**WHAT YOU WILL DO:** Please count the lines in the material below that contain the string "chair" and give only that number.

**TASK INPUT:**
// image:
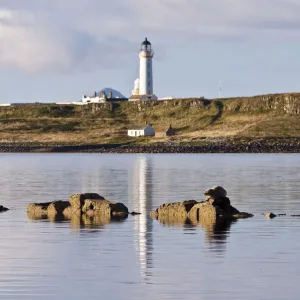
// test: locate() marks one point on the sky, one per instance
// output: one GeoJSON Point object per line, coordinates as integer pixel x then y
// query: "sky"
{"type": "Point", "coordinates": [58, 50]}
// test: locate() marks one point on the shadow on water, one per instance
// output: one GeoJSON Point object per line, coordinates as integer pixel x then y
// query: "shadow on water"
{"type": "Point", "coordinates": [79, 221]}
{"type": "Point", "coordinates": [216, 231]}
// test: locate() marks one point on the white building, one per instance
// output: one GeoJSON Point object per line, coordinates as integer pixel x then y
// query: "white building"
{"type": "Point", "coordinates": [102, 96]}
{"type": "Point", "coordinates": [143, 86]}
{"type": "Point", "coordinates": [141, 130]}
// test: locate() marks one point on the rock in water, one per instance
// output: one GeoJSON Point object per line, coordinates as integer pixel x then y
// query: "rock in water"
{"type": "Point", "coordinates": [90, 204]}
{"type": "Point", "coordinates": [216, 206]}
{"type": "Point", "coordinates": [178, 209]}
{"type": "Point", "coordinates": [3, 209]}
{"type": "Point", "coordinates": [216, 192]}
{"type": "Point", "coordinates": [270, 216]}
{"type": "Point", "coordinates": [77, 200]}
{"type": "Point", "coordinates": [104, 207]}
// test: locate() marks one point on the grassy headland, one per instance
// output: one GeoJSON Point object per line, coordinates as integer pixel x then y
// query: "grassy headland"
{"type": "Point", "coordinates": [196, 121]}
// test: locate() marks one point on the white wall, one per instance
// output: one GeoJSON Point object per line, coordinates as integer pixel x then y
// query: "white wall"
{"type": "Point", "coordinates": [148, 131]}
==
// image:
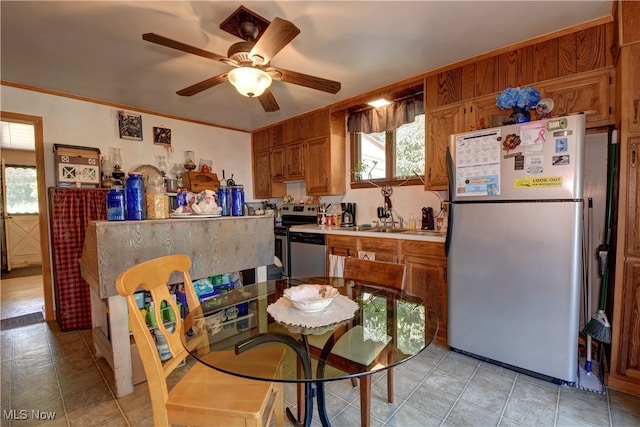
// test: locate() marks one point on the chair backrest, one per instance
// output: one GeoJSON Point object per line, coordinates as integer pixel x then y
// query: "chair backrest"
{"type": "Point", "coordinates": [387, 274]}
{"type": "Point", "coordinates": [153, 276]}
* * *
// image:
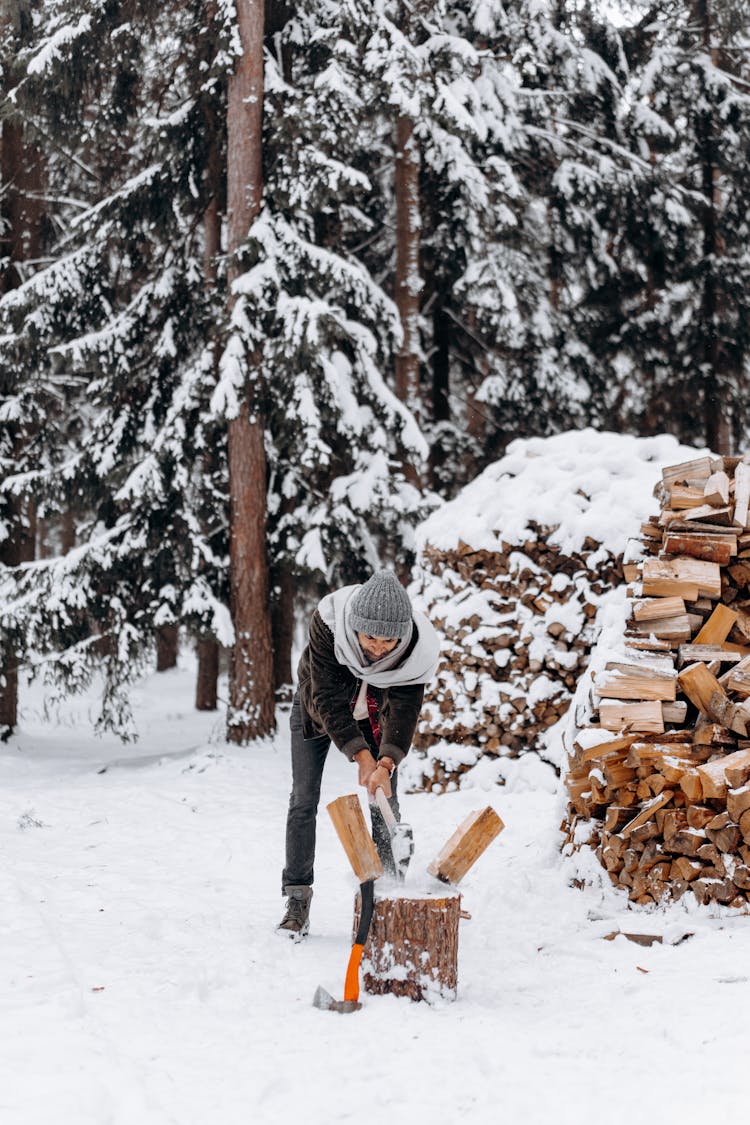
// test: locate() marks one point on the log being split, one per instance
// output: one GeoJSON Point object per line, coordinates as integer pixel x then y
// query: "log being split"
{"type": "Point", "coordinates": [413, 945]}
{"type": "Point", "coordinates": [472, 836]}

**THE COMPLETED TASK:** 2